[Records to process]:
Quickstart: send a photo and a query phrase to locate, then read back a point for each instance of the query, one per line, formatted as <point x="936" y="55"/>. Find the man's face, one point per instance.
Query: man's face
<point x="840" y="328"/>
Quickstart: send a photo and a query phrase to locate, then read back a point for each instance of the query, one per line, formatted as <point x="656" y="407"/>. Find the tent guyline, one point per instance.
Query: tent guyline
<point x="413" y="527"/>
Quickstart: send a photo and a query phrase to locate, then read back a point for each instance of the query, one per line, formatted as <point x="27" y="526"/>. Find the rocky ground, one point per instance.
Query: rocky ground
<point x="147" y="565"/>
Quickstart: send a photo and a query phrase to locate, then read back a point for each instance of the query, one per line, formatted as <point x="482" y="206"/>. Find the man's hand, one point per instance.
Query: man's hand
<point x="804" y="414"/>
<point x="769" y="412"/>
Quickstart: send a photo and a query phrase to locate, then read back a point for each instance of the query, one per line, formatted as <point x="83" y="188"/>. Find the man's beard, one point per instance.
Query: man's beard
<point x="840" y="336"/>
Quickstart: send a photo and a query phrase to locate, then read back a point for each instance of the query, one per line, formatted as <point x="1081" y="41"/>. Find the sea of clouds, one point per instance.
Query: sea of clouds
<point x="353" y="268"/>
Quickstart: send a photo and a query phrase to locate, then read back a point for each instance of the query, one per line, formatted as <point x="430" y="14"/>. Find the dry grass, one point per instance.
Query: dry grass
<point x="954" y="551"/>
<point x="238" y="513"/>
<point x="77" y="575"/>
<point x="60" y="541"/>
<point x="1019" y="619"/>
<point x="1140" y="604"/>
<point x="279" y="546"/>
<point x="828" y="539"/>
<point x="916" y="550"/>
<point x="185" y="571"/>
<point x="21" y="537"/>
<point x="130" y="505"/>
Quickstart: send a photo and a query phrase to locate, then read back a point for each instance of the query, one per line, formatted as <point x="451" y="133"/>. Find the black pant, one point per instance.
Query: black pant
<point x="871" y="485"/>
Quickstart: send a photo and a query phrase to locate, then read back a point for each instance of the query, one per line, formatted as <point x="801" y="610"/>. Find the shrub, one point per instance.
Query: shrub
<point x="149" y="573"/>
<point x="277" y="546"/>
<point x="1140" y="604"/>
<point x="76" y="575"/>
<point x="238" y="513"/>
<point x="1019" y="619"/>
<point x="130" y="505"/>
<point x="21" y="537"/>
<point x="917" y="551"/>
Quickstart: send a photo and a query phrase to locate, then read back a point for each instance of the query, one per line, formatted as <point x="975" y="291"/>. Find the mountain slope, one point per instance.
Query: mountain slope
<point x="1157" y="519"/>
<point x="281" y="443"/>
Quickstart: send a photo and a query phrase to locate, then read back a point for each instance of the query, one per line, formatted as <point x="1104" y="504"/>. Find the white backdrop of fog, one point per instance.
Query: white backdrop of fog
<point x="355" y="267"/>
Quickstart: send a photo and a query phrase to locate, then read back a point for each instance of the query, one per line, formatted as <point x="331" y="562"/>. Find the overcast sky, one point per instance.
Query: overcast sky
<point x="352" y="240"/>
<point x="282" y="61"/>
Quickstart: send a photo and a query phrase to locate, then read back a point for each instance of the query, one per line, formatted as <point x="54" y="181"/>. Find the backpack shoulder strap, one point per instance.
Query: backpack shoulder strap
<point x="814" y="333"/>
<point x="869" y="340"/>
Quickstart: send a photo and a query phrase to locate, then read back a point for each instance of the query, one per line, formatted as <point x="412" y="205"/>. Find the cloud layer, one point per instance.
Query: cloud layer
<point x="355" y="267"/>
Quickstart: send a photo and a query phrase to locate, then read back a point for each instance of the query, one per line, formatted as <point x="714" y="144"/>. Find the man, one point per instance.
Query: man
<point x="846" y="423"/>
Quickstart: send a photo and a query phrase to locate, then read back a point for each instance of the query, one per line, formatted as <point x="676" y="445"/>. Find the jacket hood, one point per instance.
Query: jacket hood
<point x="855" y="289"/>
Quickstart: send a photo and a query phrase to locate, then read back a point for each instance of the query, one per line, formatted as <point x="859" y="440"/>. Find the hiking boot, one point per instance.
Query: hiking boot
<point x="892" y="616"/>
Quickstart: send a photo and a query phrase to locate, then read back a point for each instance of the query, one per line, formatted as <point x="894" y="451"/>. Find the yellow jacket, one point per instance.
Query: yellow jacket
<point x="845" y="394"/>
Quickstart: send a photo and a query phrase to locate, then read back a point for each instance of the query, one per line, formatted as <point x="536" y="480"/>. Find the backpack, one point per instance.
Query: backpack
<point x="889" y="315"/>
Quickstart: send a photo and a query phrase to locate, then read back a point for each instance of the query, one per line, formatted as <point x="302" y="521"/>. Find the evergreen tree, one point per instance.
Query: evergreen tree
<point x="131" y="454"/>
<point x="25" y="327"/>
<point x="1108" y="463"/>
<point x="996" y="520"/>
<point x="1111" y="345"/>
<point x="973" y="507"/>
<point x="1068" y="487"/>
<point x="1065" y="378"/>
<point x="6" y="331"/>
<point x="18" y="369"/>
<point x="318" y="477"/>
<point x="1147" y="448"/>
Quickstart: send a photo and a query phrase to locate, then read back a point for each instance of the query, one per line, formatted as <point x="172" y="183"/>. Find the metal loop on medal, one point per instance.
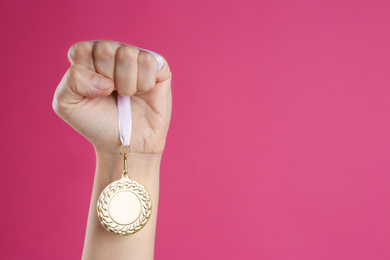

[Written problem]: Set down every one of the records above word for word, leaving out the pictures.

[Exercise response]:
Quickstart: send a photo and a query phrase to locate, then read back a point for each instance of the query, one per line, formatted as <point x="936" y="55"/>. Find the man's face, one point per instance.
Query: man's face
<point x="840" y="328"/>
Quickstart: send a photo and a query phrase to locate, then read back a point for each instance of the query, one per line, formatted as <point x="656" y="407"/>. Find the tent guyline, one point per instance.
Query: tent guyline
<point x="413" y="527"/>
Quickstart: send a photo and a query phrase to locate, then read back a point for each instance of the query, one per line, formatted as <point x="27" y="526"/>. Find the rocky ground, one point per instance.
Query: rocky ground
<point x="147" y="565"/>
Quickstart: send a photo and a query phrase to locate, then read back a point for each instance of the query, one per line, formatted as <point x="482" y="206"/>. Find the man's hand, one point per instance.
Query: man's hand
<point x="804" y="414"/>
<point x="769" y="412"/>
Quickstart: send a photo and a query phrase to locate, then read back a point for each instance of the query, one per line, formatted as <point x="83" y="188"/>. Find the man's beard, one point per instance.
Query: man's beard
<point x="840" y="336"/>
Quickstart: send a photo and a query phrase to locate, then read back a point for each instance of the query, one per line, formatted as <point x="1081" y="41"/>. Find the sea of clouds, one point per instance.
Query: sea of clouds
<point x="353" y="268"/>
Quickstart: send a photo and a query phrase to locate, then read back a point for each instance of the query, one per line, formatted as <point x="430" y="14"/>. Find the dry grass, one point per instance.
Query: dry grass
<point x="954" y="551"/>
<point x="238" y="513"/>
<point x="77" y="575"/>
<point x="60" y="541"/>
<point x="1019" y="619"/>
<point x="1140" y="604"/>
<point x="279" y="546"/>
<point x="828" y="539"/>
<point x="916" y="550"/>
<point x="185" y="571"/>
<point x="21" y="537"/>
<point x="130" y="505"/>
Quickstart: send a photo and a query phrase to locate, then read back a point for each instance of the query, one per line, formatted as <point x="451" y="133"/>. Find the black pant, one point per instance.
Query: black pant
<point x="871" y="485"/>
Quickstart: send a photo and a query phrase to locate, then read back a point for each instance of the query, one per line, formatted as <point x="801" y="610"/>. Find the shrub, one point per instance.
Query: shrub
<point x="149" y="573"/>
<point x="277" y="546"/>
<point x="1140" y="604"/>
<point x="76" y="575"/>
<point x="238" y="513"/>
<point x="1019" y="619"/>
<point x="130" y="505"/>
<point x="21" y="537"/>
<point x="917" y="551"/>
Quickstart: send a photo and a query phrase to locate, then read back a point for each instance of the query, one per line, formatted as <point x="975" y="291"/>. Find the mountain slope, one point per instance.
Query: mountain slope
<point x="1157" y="519"/>
<point x="281" y="443"/>
Quickstart: send a photo and a query phrase to locate, then read back a point for each instance of the query, one per line, formatted as <point x="1104" y="504"/>. Find the white backdrop of fog, one point per instance.
Query: white backdrop of fog
<point x="355" y="267"/>
Quickstart: send a photo and a query phrase to locate, then read back a point for each instance of the query, one per line, formatted as <point x="331" y="562"/>. Find the overcast sky, one point per instance.
Query: overcast sky
<point x="352" y="240"/>
<point x="282" y="61"/>
Quickstart: send a photo and a query phrase to locate, then read back a point for each instance of the query, one per line, formatted as <point x="54" y="181"/>. Find the backpack shoulder strap, one point per instance.
Query: backpack shoulder strap
<point x="814" y="333"/>
<point x="869" y="340"/>
Quickstart: send a photo and a query phrase to locate, then read back a point for each instance of the query, one per line, formatted as <point x="412" y="205"/>. Find the cloud layer, one point per instance.
Query: cloud layer
<point x="355" y="267"/>
Quickstart: send a photo and a query phrase to locate, then read back a point for each instance of the query, one per line, formatted as <point x="714" y="144"/>. Find the man, one point per instance.
Query: man
<point x="846" y="423"/>
Quickstart: send a photo and a query phrase to locate, then read back a point for each instance of the query, one per line, formatted as <point x="676" y="445"/>. Find the jacket hood, one point per instance.
Query: jacket hood
<point x="855" y="289"/>
Quickstart: send a photo and a query phrase to locate, then read back a point for each instance of the query, one per line, formatted as <point x="859" y="440"/>. Find the hiking boot, one point per instance.
Query: hiking boot
<point x="892" y="616"/>
Quickstart: send a photo and a query phrase to locate, then read back a point for each instance of the query, one per line, formatted as <point x="894" y="451"/>. Find the yellow jacket, one point per instance.
Query: yellow jacket
<point x="845" y="394"/>
Quickstart: send a photo and a query phrase to locate, then read back a point for each instance of the query, one per line, formatted as <point x="536" y="480"/>. Find the backpack, one point per instance.
Query: backpack
<point x="889" y="315"/>
Quickstart: send a photo and a query phrase to locate, then read back a point for each instance of the query, one per line, formatted as <point x="302" y="521"/>. Find the evergreen tree, one point per instance.
Query: evergreen tree
<point x="131" y="454"/>
<point x="25" y="327"/>
<point x="1108" y="463"/>
<point x="996" y="520"/>
<point x="1111" y="345"/>
<point x="973" y="507"/>
<point x="1068" y="487"/>
<point x="1065" y="378"/>
<point x="6" y="331"/>
<point x="18" y="369"/>
<point x="318" y="477"/>
<point x="1147" y="448"/>
Quickstart: send a photo and a query phrase to locate, then read back a point for each instance of the query, one per line, formatted as <point x="172" y="183"/>. Find the metal loop on medal, one point per instance.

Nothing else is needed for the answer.